**Prompt**
Scan the records below for the line containing "ok so point out every instance of the navy blue" and the line containing "ok so point out every instance of the dark-clad". Copy both, plus every line between, exactly.

**Available records**

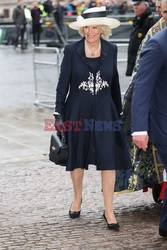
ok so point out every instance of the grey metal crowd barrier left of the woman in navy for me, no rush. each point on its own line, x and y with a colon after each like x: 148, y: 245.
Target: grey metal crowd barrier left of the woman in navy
x: 46, y: 64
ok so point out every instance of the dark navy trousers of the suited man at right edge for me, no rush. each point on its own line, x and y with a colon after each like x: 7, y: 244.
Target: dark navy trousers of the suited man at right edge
x: 162, y: 150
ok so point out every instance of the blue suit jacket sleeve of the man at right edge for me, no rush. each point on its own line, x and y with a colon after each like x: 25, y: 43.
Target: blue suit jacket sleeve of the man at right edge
x: 148, y: 70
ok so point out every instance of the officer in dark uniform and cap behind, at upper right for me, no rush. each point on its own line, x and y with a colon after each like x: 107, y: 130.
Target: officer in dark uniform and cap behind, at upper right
x: 143, y: 21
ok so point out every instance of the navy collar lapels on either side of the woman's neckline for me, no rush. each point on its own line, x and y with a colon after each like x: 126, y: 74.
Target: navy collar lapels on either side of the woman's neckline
x: 80, y: 50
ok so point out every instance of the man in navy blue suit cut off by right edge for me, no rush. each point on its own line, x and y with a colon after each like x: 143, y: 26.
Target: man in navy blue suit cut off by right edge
x: 149, y: 104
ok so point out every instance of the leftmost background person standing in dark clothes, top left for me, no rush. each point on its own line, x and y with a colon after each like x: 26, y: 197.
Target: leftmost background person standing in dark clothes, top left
x: 20, y: 22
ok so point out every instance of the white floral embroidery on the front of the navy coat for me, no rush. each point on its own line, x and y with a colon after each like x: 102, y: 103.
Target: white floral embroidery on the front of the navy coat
x: 89, y: 85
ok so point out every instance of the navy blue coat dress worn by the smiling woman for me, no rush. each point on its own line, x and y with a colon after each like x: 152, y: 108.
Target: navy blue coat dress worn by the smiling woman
x: 89, y: 100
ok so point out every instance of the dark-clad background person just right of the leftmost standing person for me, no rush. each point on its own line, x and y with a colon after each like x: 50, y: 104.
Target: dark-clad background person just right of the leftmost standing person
x: 36, y: 24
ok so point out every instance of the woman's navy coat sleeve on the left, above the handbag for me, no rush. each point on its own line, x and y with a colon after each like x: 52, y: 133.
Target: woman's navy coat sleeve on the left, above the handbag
x: 64, y: 81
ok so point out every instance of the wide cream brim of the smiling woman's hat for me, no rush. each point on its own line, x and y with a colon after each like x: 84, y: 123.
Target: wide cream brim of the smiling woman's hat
x: 110, y: 22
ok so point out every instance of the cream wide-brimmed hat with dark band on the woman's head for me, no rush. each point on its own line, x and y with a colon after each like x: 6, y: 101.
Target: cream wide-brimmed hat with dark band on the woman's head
x: 94, y: 16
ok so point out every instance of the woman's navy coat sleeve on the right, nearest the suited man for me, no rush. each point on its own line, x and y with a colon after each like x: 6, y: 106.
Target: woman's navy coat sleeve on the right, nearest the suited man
x: 115, y: 86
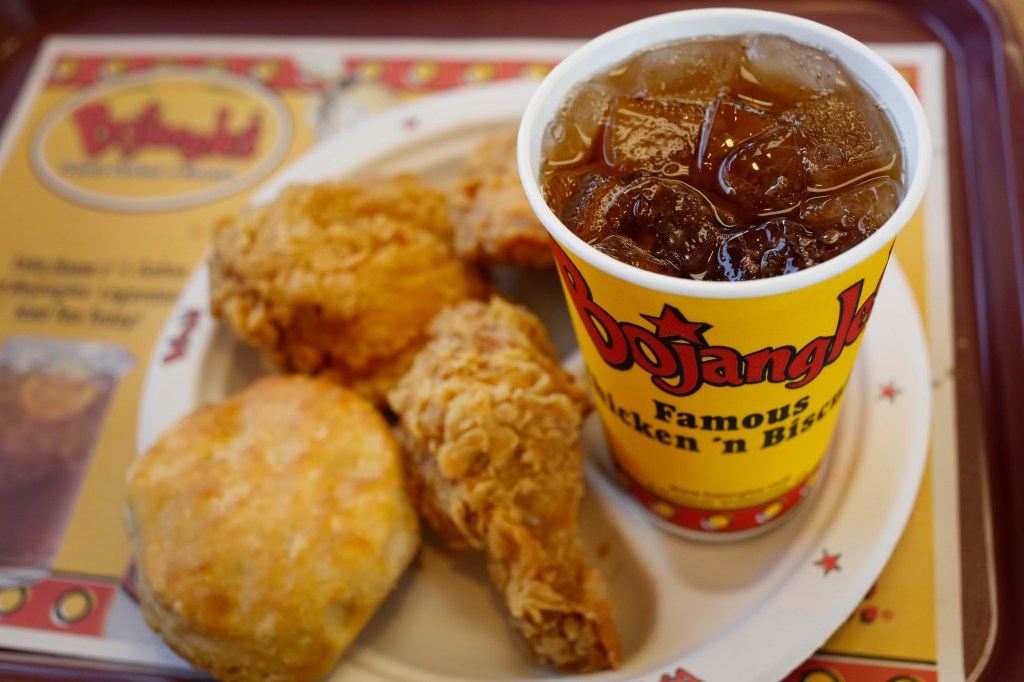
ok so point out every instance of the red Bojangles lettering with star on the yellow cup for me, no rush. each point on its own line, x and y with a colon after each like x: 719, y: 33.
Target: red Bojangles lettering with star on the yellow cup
x: 680, y: 361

**Your solution**
ok so point out every instance of the navy blue coat dress worn by the smiling woman for me, no rush. each point on its own line, x and y with a colon after each like x: 152, y: 108.
Target: navy blue coat dress worn by the smiling woman
x: 89, y: 100
ok so point out every instance of the dark-clad background person just right of the leftmost standing person for me, no rush. each point on its own line, x and y with a colon after each like x: 50, y: 104.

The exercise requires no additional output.